### Records provided

====

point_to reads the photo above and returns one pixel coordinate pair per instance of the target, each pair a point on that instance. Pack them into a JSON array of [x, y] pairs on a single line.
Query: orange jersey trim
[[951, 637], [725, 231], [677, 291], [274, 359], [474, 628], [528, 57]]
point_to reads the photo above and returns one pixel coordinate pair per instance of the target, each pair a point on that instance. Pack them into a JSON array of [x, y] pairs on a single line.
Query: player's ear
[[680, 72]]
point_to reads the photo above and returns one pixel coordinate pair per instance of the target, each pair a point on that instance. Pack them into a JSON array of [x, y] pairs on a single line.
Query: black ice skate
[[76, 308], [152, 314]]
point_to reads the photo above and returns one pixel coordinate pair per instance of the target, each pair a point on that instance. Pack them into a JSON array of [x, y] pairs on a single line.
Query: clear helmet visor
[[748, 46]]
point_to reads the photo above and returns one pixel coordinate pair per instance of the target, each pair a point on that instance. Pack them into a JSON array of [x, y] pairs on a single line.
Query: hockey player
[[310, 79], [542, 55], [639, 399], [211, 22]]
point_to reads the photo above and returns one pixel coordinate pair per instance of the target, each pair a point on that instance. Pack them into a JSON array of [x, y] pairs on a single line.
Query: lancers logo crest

====

### The problem
All records should be written out again exactly as given.

### Answer to this task
point_to reads the photo above and returns one pixel coordinate pair per instance of the target, each pair a point on that instance. Pack them into a JSON array of [x, y] pairs on a single line.
Query: orange jersey trim
[[951, 637], [725, 231], [677, 291], [274, 359], [474, 628], [528, 57]]
point_to reads the photo above and returns one pixel coordinate pair per instance of the target, each pair a point on that instance. Pack them into a JSON array of [x, y] pairs on a single line.
Query: player's ear
[[680, 72]]
point_to reads the photo above and returns one pixel coordinate pair per instance of the target, each pair a point on that instance. Pack them into a JSON array of [x, y] pairs on a single line.
Query: black ice skate
[[76, 308], [152, 314]]
point_to reads the photo above and returns one pixel coordinate pair per instance of the target, each pair a point on that instance. Pack them into a JSON array of [x, y] pairs on a single line.
Query: clear helmet visor
[[748, 46]]
point_to reads the photo above and returns one pixel coordinate pair per instance of the target, each pair a point on that instance. Pack them into a JSON array of [x, y] pairs on a single line.
Query: hockey player
[[310, 79], [542, 55], [639, 399], [211, 22]]
point_to reads the photo above and returns one pixel coordinate pair per instance of the target, each pair a point on that instance. Pack them into a JSON array of [x, y] pairs on a single line.
Query: lancers logo crest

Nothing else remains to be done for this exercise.